** Short problem **
Extract the full set of records, then give each one again exactly.

** Listing **
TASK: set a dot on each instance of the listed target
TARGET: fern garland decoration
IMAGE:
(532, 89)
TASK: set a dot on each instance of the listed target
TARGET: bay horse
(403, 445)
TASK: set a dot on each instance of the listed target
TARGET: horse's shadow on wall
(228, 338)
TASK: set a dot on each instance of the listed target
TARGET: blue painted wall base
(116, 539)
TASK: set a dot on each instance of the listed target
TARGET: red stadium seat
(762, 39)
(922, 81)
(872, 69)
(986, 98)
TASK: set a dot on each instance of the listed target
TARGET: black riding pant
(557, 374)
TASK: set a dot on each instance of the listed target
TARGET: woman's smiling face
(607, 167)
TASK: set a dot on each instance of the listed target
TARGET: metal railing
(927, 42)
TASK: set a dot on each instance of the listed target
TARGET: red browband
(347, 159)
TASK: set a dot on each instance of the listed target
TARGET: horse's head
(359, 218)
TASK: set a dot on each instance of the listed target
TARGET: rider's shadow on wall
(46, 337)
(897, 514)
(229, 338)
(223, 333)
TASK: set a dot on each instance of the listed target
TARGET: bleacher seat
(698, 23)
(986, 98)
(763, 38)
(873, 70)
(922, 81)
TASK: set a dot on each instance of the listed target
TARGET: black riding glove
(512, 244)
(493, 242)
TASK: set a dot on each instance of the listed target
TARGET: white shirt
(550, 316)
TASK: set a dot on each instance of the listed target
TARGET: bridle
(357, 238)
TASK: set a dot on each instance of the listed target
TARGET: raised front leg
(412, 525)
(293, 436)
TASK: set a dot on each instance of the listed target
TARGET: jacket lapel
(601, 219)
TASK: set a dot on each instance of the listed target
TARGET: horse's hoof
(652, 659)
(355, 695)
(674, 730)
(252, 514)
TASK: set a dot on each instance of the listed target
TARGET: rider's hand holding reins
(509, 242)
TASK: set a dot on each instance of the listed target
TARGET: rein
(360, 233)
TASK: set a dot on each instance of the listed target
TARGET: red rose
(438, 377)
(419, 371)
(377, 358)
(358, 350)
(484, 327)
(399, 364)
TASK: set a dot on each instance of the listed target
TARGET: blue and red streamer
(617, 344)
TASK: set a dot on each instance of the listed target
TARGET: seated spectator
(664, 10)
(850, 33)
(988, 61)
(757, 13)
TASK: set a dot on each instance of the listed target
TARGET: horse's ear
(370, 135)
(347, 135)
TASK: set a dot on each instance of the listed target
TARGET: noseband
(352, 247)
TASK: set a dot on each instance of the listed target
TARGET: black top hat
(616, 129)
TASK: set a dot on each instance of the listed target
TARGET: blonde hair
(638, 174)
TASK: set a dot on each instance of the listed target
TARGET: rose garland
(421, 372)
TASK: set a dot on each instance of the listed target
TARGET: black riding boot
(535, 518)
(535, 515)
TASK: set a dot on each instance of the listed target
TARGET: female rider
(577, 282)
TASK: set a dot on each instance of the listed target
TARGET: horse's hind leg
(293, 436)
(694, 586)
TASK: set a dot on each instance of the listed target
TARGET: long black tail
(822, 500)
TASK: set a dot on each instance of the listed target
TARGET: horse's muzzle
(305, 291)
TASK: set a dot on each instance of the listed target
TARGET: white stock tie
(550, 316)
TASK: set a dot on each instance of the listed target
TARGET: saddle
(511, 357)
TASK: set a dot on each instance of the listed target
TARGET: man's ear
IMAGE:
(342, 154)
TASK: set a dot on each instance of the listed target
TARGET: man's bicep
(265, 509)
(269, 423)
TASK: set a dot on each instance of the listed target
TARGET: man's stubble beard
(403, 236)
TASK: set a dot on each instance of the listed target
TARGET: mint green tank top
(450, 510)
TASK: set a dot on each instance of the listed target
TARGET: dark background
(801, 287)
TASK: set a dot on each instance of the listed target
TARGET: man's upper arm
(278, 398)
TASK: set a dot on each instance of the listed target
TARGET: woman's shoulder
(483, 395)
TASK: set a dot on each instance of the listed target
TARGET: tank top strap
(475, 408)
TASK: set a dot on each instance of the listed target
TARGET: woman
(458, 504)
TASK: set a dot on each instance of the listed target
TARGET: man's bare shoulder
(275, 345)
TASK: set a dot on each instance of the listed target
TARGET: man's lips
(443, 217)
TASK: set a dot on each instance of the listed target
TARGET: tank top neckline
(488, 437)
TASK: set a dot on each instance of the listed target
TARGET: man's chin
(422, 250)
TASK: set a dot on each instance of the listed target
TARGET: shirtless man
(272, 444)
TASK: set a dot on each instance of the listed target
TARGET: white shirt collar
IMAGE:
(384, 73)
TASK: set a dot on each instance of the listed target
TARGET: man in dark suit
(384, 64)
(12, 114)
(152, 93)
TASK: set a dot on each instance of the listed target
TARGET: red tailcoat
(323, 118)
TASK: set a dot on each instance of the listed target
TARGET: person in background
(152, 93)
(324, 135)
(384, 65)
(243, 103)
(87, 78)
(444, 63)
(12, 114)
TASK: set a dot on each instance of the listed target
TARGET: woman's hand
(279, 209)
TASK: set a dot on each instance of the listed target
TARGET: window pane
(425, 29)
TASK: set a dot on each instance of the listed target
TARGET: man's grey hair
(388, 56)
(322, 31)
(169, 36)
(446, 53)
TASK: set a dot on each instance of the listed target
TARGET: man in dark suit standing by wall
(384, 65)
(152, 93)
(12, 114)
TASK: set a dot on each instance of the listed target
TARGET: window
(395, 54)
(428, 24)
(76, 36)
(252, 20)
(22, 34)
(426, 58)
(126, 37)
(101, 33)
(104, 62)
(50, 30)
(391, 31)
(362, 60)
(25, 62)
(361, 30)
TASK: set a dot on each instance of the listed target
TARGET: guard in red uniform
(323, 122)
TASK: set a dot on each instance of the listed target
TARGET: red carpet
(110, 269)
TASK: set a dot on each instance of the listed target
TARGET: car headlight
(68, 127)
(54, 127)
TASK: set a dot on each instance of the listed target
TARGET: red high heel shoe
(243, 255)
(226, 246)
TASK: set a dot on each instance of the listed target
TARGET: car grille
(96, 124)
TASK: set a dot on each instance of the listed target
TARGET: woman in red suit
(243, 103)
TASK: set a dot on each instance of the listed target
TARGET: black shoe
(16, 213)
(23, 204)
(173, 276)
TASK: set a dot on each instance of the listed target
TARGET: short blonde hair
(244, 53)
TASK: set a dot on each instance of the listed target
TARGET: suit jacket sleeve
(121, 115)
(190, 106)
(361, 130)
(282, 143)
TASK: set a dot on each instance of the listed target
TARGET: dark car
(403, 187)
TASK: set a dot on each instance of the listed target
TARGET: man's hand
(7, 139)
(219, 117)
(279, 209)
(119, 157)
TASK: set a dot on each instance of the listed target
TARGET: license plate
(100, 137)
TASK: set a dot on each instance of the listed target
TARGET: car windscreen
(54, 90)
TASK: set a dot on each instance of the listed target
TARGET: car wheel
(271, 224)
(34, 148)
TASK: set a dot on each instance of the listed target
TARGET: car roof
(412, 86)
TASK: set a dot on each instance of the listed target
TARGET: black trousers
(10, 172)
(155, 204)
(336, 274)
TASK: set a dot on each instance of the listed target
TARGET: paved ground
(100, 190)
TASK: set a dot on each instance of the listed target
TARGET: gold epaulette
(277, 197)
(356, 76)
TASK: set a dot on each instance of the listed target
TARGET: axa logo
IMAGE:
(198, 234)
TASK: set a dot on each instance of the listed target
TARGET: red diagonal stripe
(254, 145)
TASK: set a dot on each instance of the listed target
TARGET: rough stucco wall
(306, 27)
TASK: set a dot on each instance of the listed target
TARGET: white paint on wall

** Answer to this exercise **
TASK: set a dot on each instance of the listed target
TARGET: fern garland decoration
IMAGE:
(532, 89)
TASK: set a dot on each instance of the listed target
TARGET: bay horse
(403, 445)
TASK: set a dot on each instance of the listed target
TARGET: horse's shadow on wall
(228, 338)
TASK: set a dot on each instance of the listed target
TARGET: blue painted wall base
(116, 539)
TASK: set a dot on each instance of the listed target
TARGET: red stadium seat
(762, 39)
(922, 81)
(872, 69)
(986, 98)
TASK: set a dot on each instance of the listed target
TARGET: black riding pant
(557, 374)
TASK: set a dot on each instance of the listed target
TARGET: woman's smiling face
(607, 167)
TASK: set a dot on each instance of the listed target
TARGET: metal railing
(927, 42)
TASK: set a dot on each instance of the listed target
TARGET: red browband
(347, 159)
TASK: set a dot on each instance of the listed target
TARGET: horse's head
(359, 218)
TASK: set a dot on each instance of the listed target
TARGET: rider's shadow on wall
(46, 337)
(897, 514)
(229, 338)
(223, 333)
TASK: set a dot on each instance of the listed target
TARGET: bleacher seat
(698, 23)
(986, 98)
(763, 38)
(873, 70)
(922, 81)
TASK: set a dot on each instance of the listed target
TARGET: black riding glove
(512, 244)
(493, 242)
TASK: set a dot on each instance of the listed target
TARGET: white shirt
(550, 316)
TASK: set a dot on each instance of the listed target
TARGET: bridle
(357, 238)
TASK: set a dot on each instance of the listed target
TARGET: raised front leg
(412, 525)
(293, 436)
TASK: set a dot on each instance of the listed target
TARGET: jacket lapel
(601, 219)
TASK: set a dot on each instance of the listed target
TARGET: horse's hoof
(652, 659)
(355, 695)
(674, 730)
(252, 514)
TASK: set a dot on each instance of the listed target
TARGET: rider's hand holding reins
(509, 242)
TASK: set a dot on each instance of the listed target
TARGET: rein
(360, 233)
TASK: set a dot on each instance of the listed target
TARGET: red rose
(438, 377)
(419, 371)
(377, 358)
(358, 350)
(484, 327)
(399, 364)
TASK: set a dot on each instance of the listed target
TARGET: blue and red streamer
(617, 344)
TASK: set a dot on each instance of the listed target
TARGET: seated spectator
(664, 10)
(850, 33)
(988, 61)
(757, 13)
TASK: set a dot on each instance of the listed target
TARGET: horse's ear
(370, 135)
(347, 135)
TASK: set a dot on each instance of the listed target
TARGET: noseband
(352, 247)
TASK: set a dot on each instance of the listed target
TARGET: black top hat
(616, 129)
TASK: set a dot on each instance of the listed target
TARGET: blonde hair
(638, 174)
TASK: set a dot on each instance of the listed target
TARGET: rose garland
(421, 372)
TASK: set a dot on each instance of the listed target
TARGET: black riding boot
(535, 518)
(535, 515)
TASK: set a dot on each instance of the listed target
TARGET: female rider
(577, 282)
TASK: set a dot on each instance of the listed target
TARGET: horse's hind leg
(293, 436)
(694, 586)
TASK: set a dot on each instance of the listed target
TARGET: long black tail
(822, 500)
TASK: set a dot on each instance of the listed target
TARGET: horse's muzzle
(305, 291)
TASK: set a dot on each instance of the listed target
TARGET: white stock tie
(550, 316)
TASK: set a dot on each instance of the listed target
TARGET: saddle
(511, 357)
TASK: set a dot on each instance of the listed target
TARGET: man's ear
IMAGE:
(342, 154)
TASK: set a dot on each instance of the listed target
TARGET: man's bicep
(265, 509)
(269, 423)
TASK: set a dot on each instance of the listed target
TARGET: man's stubble beard
(403, 236)
TASK: set a dot on each instance of the listed target
TARGET: mint green tank top
(450, 510)
TASK: set a dot on each instance of the listed target
TARGET: dark background
(801, 287)
TASK: set a dot on each instance of the listed target
TARGET: man's upper arm
(278, 398)
TASK: set a dot on each instance of the listed target
TARGET: woman's shoulder
(483, 395)
TASK: set a dot on each instance of the listed target
TARGET: tank top strap
(475, 408)
TASK: set a dot on each instance of the listed target
TARGET: woman
(458, 504)
TASK: set a dot on each instance of the listed target
TARGET: man's bare shoulder
(275, 345)
TASK: set a dot on each instance of the listed target
TARGET: man's lips
(443, 217)
TASK: set a dot on each instance of the listed target
TARGET: tank top neckline
(488, 437)
TASK: set a dot on each instance of the listed target
TARGET: man's chin
(422, 250)
TASK: set a dot on each instance of the listed target
TARGET: shirtless man
(272, 444)
TASK: set a dot on each instance of the listed target
TARGET: white shirt collar
IMAGE:
(384, 73)
TASK: set a dot on each instance of the listed target
TARGET: man in dark suit
(384, 64)
(12, 114)
(152, 93)
TASK: set a dot on each instance of the listed target
TARGET: red tailcoat
(323, 118)
TASK: set a dot on each instance of the listed target
TARGET: person in background
(152, 93)
(324, 135)
(384, 65)
(243, 103)
(87, 78)
(444, 63)
(12, 114)
TASK: set a dot on each instance of the listed target
TARGET: woman's hand
(279, 209)
TASK: set a dot on each instance of the listed target
TARGET: window pane
(425, 29)
TASK: set a dot on each instance of the listed target
TARGET: man's grey hair
(388, 56)
(322, 31)
(169, 36)
(446, 53)
TASK: set a dot on each instance of the listed target
TARGET: man in dark suit standing by wall
(384, 65)
(152, 93)
(12, 114)
TASK: set a dot on each instance of the listed target
TARGET: window
(395, 54)
(428, 24)
(76, 36)
(252, 20)
(22, 34)
(426, 58)
(126, 37)
(101, 33)
(104, 62)
(50, 30)
(391, 31)
(362, 60)
(25, 62)
(361, 30)
TASK: set a dot on each instance of the listed target
TARGET: guard in red uniform
(323, 122)
TASK: set a dot on each instance of the listed target
TARGET: red carpet
(110, 269)
TASK: set a dot on each instance of the listed target
TARGET: car headlight
(68, 127)
(54, 127)
TASK: set a dot on each instance of the listed target
TARGET: red high heel shoe
(243, 255)
(226, 246)
TASK: set a dot on each instance of the listed target
TARGET: car grille
(96, 124)
TASK: set a dot on each instance of the listed target
TARGET: woman in red suit
(243, 103)
TASK: set a dot on each instance of the listed target
TARGET: black shoe
(16, 213)
(23, 204)
(173, 276)
TASK: set a dot on each instance of the listed target
TARGET: short blonde hair
(244, 53)
TASK: set a dot on each instance of the listed target
TARGET: suit jacket sleeve
(121, 115)
(190, 106)
(361, 130)
(282, 143)
TASK: set a dot on each instance of the listed target
TARGET: dark car
(403, 187)
TASK: set a dot on each instance of the listed target
TARGET: man's hand
(7, 139)
(219, 117)
(279, 209)
(119, 157)
TASK: set a dot on each instance of the listed target
TARGET: license plate
(100, 137)
TASK: set a dot on each instance of the listed target
TARGET: car windscreen
(54, 90)
TASK: set a dot on each instance of the listed target
TARGET: car wheel
(271, 224)
(34, 148)
TASK: set a dot on each instance of the listed target
TARGET: car roof
(412, 86)
TASK: set a dot on each instance of the listed target
TARGET: black trousers
(10, 172)
(155, 204)
(336, 274)
TASK: set a dot on each instance of the listed target
TARGET: paved ground
(100, 190)
TASK: set a dot on each instance of the listed target
TARGET: gold epaulette
(277, 197)
(356, 76)
TASK: set a dot on each instance of the listed target
TARGET: axa logo
IMAGE:
(198, 234)
TASK: set a dot on each instance of the listed target
TARGET: red diagonal stripe
(254, 145)
TASK: set a dot on each instance of the listed target
TARGET: rough stucco wall
(306, 27)
TASK: set a dot on each instance of the listed target
TARGET: white paint on wall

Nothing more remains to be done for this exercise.